**What is required**
Reproduce the following excerpt on compensation and benefits in full, preserving every word and punctuation mark.

In addition to the Base Salary, you will also be eligible for an annual discretionary bonus (the “Annual Bonus”). The Annual Bonus at target or 100% achievement will be in the amount of 50% of your Base Salary, your entitlement to which and any amount thereof to be determined in the sole and absolute discretion of the Compensation Committee of the Board.

4. Paid Time Off and Benefits:

In addition to Company-designated paid holidays, each calendar year you shall be eligible to accrue twenty (20) days of paid vacation time (prorated for partial years of employment), as well as use sick time, in each case as shall be calculated and administered in accordance with the Company’s applicable policies, as may be updated from time to time, and applicable law.

As a full-time employee of the Company, you will be eligible for health insurance coverage and other employee benefits, in each case as available to similarly situated employees, in accordance with the relevant plans, as such plans are adopted by the Company.

**Collection entries**
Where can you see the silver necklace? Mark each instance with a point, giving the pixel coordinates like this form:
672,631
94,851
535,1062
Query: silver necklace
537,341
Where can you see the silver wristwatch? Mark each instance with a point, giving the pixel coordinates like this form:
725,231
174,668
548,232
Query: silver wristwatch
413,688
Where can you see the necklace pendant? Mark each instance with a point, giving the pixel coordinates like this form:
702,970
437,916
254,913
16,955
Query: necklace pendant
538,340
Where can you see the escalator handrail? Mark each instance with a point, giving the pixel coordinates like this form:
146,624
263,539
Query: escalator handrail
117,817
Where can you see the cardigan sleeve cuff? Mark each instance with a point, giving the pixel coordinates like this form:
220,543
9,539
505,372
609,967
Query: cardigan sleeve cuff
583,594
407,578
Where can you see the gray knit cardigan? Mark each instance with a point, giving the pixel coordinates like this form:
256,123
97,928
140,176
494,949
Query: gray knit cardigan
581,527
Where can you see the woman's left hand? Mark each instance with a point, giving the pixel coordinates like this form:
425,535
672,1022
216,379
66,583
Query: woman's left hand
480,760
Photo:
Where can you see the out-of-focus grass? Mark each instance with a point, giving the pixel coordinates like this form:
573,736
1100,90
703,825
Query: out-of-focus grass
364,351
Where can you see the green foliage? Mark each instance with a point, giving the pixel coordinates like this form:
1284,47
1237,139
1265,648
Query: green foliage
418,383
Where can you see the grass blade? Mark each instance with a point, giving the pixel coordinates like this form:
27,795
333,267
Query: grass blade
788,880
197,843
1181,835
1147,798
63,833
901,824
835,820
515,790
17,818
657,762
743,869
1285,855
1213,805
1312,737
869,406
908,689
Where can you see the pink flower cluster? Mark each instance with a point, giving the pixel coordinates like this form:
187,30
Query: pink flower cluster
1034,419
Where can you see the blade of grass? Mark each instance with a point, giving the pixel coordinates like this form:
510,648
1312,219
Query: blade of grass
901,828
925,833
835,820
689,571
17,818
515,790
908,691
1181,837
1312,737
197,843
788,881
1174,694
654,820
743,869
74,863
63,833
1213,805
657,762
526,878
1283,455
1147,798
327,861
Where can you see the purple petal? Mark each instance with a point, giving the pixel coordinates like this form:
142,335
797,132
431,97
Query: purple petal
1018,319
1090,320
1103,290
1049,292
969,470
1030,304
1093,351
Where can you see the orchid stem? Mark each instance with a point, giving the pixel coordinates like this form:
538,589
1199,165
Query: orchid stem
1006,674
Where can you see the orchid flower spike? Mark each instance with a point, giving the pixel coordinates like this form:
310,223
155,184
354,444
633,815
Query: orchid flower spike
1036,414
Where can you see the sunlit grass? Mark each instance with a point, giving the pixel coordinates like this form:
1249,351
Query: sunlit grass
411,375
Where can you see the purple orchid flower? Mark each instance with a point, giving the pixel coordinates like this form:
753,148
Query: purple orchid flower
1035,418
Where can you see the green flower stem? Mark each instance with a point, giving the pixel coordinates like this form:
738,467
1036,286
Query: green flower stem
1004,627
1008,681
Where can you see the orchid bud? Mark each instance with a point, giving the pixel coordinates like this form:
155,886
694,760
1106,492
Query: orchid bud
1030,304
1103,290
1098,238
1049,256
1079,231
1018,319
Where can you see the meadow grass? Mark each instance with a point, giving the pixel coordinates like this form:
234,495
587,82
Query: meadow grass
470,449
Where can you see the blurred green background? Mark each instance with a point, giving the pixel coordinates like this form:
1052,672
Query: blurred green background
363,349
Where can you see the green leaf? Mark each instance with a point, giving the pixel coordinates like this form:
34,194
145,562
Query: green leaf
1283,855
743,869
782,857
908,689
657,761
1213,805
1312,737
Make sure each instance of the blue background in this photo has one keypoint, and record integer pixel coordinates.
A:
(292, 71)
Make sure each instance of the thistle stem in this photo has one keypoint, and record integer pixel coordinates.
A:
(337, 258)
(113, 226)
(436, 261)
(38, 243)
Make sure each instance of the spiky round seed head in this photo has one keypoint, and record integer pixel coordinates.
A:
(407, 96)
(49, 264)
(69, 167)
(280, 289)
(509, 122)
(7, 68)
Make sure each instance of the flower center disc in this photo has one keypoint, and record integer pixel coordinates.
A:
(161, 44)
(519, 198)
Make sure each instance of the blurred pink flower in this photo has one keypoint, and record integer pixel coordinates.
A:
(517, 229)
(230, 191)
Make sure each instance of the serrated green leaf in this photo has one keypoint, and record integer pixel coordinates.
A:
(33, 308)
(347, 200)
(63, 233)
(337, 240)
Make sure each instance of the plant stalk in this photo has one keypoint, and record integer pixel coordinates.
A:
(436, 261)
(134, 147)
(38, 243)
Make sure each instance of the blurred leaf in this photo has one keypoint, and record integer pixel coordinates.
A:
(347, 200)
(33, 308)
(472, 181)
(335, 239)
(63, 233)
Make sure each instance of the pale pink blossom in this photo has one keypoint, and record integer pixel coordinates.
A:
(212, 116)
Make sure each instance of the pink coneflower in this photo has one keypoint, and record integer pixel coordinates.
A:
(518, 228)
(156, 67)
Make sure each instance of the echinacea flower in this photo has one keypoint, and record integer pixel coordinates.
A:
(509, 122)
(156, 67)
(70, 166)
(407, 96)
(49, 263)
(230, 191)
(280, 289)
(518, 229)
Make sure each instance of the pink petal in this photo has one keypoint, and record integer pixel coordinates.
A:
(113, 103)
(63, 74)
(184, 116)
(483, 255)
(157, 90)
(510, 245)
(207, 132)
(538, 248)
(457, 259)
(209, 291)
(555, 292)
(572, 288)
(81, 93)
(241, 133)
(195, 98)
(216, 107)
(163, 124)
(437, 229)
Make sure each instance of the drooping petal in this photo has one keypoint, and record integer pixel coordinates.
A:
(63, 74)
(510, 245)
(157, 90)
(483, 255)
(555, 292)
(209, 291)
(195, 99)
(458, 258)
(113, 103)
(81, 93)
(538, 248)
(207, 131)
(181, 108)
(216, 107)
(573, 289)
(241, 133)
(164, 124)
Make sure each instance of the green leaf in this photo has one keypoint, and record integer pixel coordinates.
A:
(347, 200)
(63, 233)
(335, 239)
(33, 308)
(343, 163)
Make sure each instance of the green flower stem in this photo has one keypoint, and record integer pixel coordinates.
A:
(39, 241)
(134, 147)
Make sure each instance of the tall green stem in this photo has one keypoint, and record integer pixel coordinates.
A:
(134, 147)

**Response to this task**
In addition to the Base Salary, you will also be eligible for an annual discretionary bonus (the “Annual Bonus”). The Annual Bonus at target or 100% achievement will be in the amount of 50% of your Base Salary, your entitlement to which and any amount thereof to be determined in the sole and absolute discretion of the Compensation Committee of the Board.

4. Paid Time Off and Benefits:

In addition to Company-designated paid holidays, each calendar year you shall be eligible to accrue twenty (20) days of paid vacation time (prorated for partial years of employment), as well as use sick time, in each case as shall be calculated and administered in accordance with the Company’s applicable policies, as may be updated from time to time, and applicable law.

As a full-time employee of the Company, you will be eligible for health insurance coverage and other employee benefits, in each case as available to similarly situated employees, in accordance with the relevant plans, as such plans are adopted by the Company.